• **Task 1**
Copy the plastic scintillation detector passage starting at "Results: The proposed" and ending at "are also provided.", swapping "recommendations" for "guidelines".
• **Task 2**
Resume the passage on plastic scintillation detectors, adding text directly after its final sentence.

START Source passage

Results: The proposed model is shown to simulate the experimental performance of an actual PSD to a suitable degree of accuracy under various conditions.

Conclusions: The SNR constitutes a useful tool to simulate the dosimetric precision of PSDs. Using the SNR model, recommendations for the design and optimization of PSDs are provided. Using the same framework, recommendations for non-fiber-based PSDs are also provided.

INTRODUCTION

The amount of research on the use of plastic scintillation detectors (PSDs) in dosimetry applications has grown considerably in recent years. For instance, several researchers investigated the use of single- or multipoint PSDs in various clinical applications: Photon and electron beam characterization,^{1, 2, 3, 4} quality assurance,^{5, 6, 7} small-field dosimetry,^{8, 9, 10} brachytherapy dosimetry,^{10, 11, 12} and proton beam dosimetry.¹³ PSDs possess a unique combination of properties including water equivalence over a broad energy range (from 0.2 to 25 MeV), a highly sensitive detecting medium which enables miniature active volumes (<2 mm³), dose rate- and energy-independent response, and real-time readout,^{1, 2, 4} all of which make them prime candidates for the construction of dense, water-equivalent two-dimensional (2D) or three-dimensional (3D) dosimeters.^{5, 14, 15, 16}

Unlike liquid scintillator¹⁷ and plastic scintillator sheet^{15, 16} detector systems, which do not use optical light guides, PSDs are composed of a section of plastic scintillating fiber coupled to an optical fiber that transports the scintillation photons to a photodetector. The photodetector can be a photomultiplier tube (PMT), a photodiode, or a charge-coupled device (CCD). CCDs are fast becoming the photodetector of choice because of their ability to image many detectors simultaneously in a cost-effective manner. Within the past few years, several CCD-based PSD arrays, that is, using multiple (either 8 or 29) scintillating fibers as dose detection points (or “PSD arrays”) have been demonstrated.^{5, 14} CCD-based planar scintillator sheet and liquid scintillator systems have also been demonstrated.^{15, 16, 17} Today, PSDs are usually designed using an empirical trial and error approach. This is likely to lead to suboptimal systems. We propose a systematic approach to PSD design using the concept of signal-to-noise ratio (SNR).

The SNR is a metric commonly used to characterize the global performance of optoelectronic systems but it has rarely been used to evaluate the performance of PSDs. To our knowledge, Beddar et al.¹⁸ are the only ones who have used SNR (where the noise term includes the Čerenkov radiation) to model the performance of PSDs using PMTs as a photodetector.¹⁸ In CCDs, SNR is inversely related to the standard deviation of the image analog-to-digital units (ADUs) (Ref. ¹⁹) or counts (i.e., image pixel values) and, therefore, it characterizes the measurement precision of the dosimeter. In this work, we propose a numerical model that allows the SNR to be calculated as a function of the fundamental system parameters for fiber-based PSD arrays. We then validate the model using experimental data for an existing array.

END Source passage
START Extracted material

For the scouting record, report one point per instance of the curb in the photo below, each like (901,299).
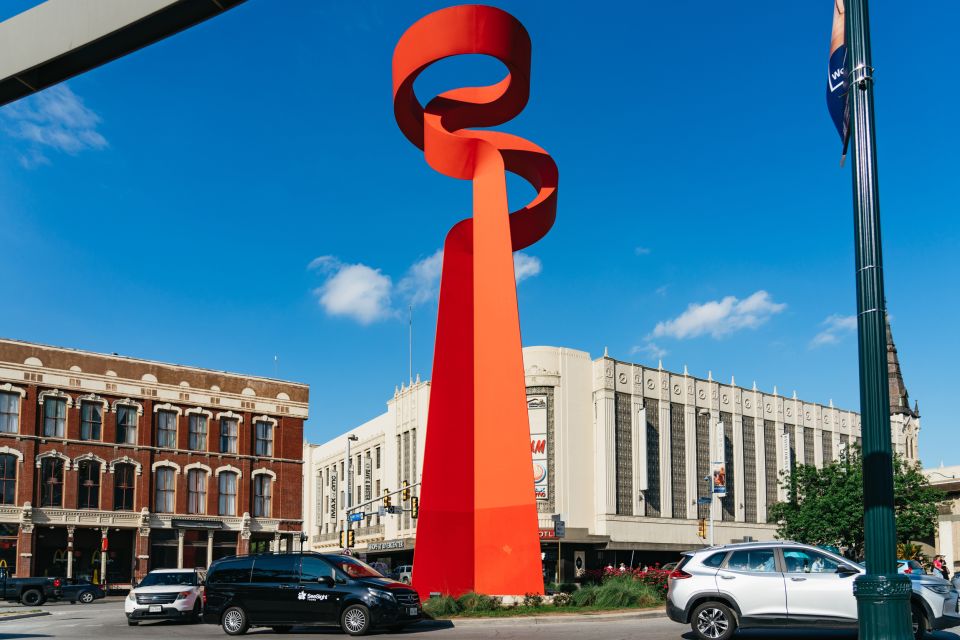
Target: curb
(539,620)
(23,616)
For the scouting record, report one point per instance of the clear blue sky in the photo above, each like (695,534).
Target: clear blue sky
(169,205)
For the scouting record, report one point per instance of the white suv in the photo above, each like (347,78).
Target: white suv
(786,584)
(166,594)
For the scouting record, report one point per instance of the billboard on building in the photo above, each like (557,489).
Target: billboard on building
(537,412)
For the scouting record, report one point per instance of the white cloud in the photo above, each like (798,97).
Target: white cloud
(835,326)
(422,281)
(353,290)
(719,318)
(525,266)
(52,119)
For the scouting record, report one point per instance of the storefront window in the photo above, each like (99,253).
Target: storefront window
(51,482)
(91,420)
(123,487)
(88,485)
(8,479)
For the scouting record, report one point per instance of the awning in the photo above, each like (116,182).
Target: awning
(177,523)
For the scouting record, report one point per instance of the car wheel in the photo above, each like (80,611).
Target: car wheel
(713,621)
(235,621)
(918,620)
(355,620)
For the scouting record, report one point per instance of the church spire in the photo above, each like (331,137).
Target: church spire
(899,398)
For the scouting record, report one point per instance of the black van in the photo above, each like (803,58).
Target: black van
(284,590)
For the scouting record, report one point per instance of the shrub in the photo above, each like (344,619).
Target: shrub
(532,600)
(441,606)
(478,602)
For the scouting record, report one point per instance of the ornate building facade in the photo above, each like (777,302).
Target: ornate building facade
(111,466)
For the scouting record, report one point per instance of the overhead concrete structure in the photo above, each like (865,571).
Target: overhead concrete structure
(59,39)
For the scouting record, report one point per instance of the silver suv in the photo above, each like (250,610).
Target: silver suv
(785,584)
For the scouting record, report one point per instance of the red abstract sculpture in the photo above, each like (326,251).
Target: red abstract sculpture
(478,520)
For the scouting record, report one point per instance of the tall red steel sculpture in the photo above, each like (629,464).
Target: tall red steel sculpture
(478,520)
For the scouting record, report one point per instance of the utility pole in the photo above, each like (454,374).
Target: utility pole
(883,595)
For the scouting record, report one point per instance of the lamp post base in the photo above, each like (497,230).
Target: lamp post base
(883,606)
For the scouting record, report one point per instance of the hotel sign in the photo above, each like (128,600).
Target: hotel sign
(537,413)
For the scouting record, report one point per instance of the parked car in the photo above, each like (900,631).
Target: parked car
(403,573)
(80,590)
(31,592)
(165,594)
(293,589)
(910,566)
(720,589)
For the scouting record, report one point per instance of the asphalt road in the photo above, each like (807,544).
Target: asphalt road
(105,620)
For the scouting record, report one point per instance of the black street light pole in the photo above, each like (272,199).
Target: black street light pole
(883,595)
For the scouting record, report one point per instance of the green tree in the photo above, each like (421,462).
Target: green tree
(825,506)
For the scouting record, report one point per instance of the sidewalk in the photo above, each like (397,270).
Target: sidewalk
(557,618)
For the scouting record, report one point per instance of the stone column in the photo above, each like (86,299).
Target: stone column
(70,531)
(209,548)
(180,535)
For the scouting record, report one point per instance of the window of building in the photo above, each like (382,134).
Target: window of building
(262,495)
(126,424)
(123,487)
(167,429)
(264,443)
(228,435)
(228,494)
(198,432)
(51,482)
(9,412)
(197,491)
(8,478)
(91,420)
(54,417)
(166,490)
(88,485)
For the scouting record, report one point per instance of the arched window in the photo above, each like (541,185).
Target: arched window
(166,490)
(51,482)
(228,493)
(123,487)
(8,479)
(262,495)
(88,485)
(196,491)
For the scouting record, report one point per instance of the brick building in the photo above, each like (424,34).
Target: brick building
(113,465)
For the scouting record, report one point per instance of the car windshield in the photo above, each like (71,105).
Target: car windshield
(354,568)
(169,579)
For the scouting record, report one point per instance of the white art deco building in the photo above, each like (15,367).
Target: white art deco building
(620,452)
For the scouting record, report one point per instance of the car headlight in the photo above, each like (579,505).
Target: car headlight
(381,594)
(942,589)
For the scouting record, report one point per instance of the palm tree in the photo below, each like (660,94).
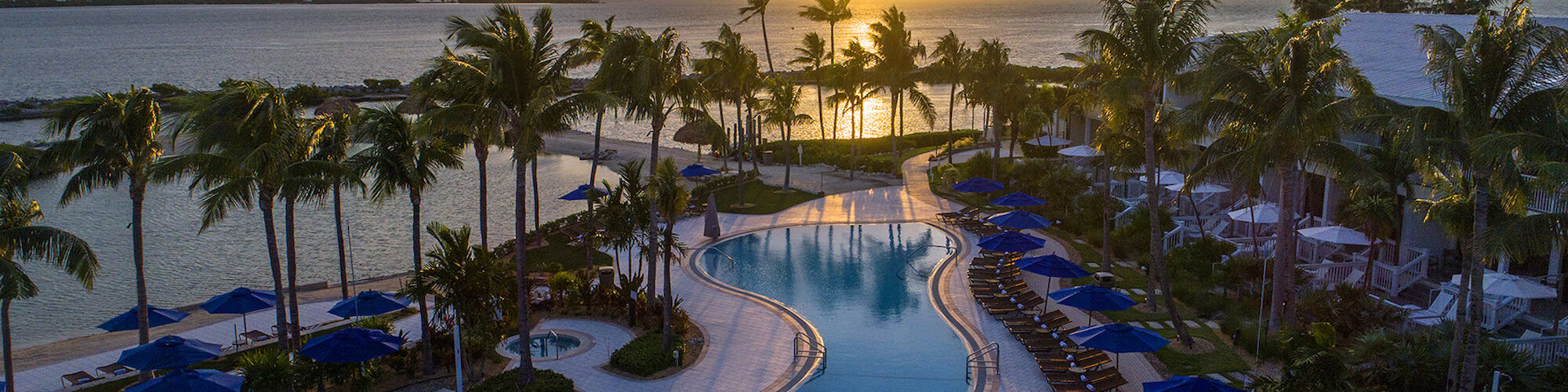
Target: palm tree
(247,139)
(669,200)
(404,156)
(760,9)
(1147,43)
(896,56)
(115,139)
(21,241)
(1487,81)
(783,109)
(811,54)
(529,96)
(1277,103)
(951,65)
(465,281)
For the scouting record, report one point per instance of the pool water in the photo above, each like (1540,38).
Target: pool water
(546,346)
(865,289)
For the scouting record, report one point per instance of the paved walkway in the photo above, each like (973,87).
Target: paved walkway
(222,333)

END Extracted material

• **Task result 1**
Results: The proposed model is shown to simulate the experimental performance of an actual PSD to a suitable degree of accuracy under various conditions.

Conclusions: The SNR constitutes a useful tool to simulate the dosimetric precision of PSDs. Using the SNR model, guidelines for the design and optimization of PSDs are provided. Using the same framework, guidelines for non-fiber-based PSDs are also provided.

• **Task result 2**
METHODS AND MATERIALS

SNR for CCD-based PSD arrays

Figure 1 illustrates the basic components comprising a CCD-based PSD array. Sections of plastic scintillating fibers are glued to the ends of optical fibers (ideally water-equivalent plastic fibers) which are used as a waveguide to transport photons to the photodetector. The emission cone of optical fibers is large, thus a significant fraction of the light emitted by the fiber is not captured by the objective lens. Since the scintillation photons carry the dose information, it is crucial in scintillation dosimetry to maximize the photon throughput to the photodetector. The fraction of the light incident on the objective lens can be increased by placing the optical fibers closer to the lens, but this also decreases the CCD’s field of view and thus the number of fibers that can be imaged. There are thus trade-offs between the number of fibers that can be imaged and the efficiency with which they can be imaged.

Figure 1.

Schematic diagram of a CCD-based PSD array.

In image processing, the SNR is defined as the ratio of the mean to the standard deviation of a pixel value.¹⁹ Therefore, the inverse of the SNR directly provides the normalized standard deviation of the signal as follows:

$${\sigma }_S={\text{SNR}}^{-1}.$$ (1)

However, the image SNR must be clearly distinguished from the optical spot SNR. While in imaging applications the SNR of an image pixel is the point of interest, in PSD arrays it is not. Rather, the precision of the dose measurement is linked to the SNR of the collection of pixels that receives the optical signal emitted by a given fiber. Usually, the optical signal of a single fiber (the “spot”) falls on several tens of adjacent pixels. The SNRs of each individual pixel must be combined to determine the “spot SNR,” which is the metric of interest in scintillation dosimetry. To obtain the spot SNR, the signal and noise power for each pixel must be summed over n pixels composing the spot, yielding

$${\text{SNR}}_{\text{spot}}=\sqrt{n}{\text{SNR}}_{\text{ave}},$$ (2)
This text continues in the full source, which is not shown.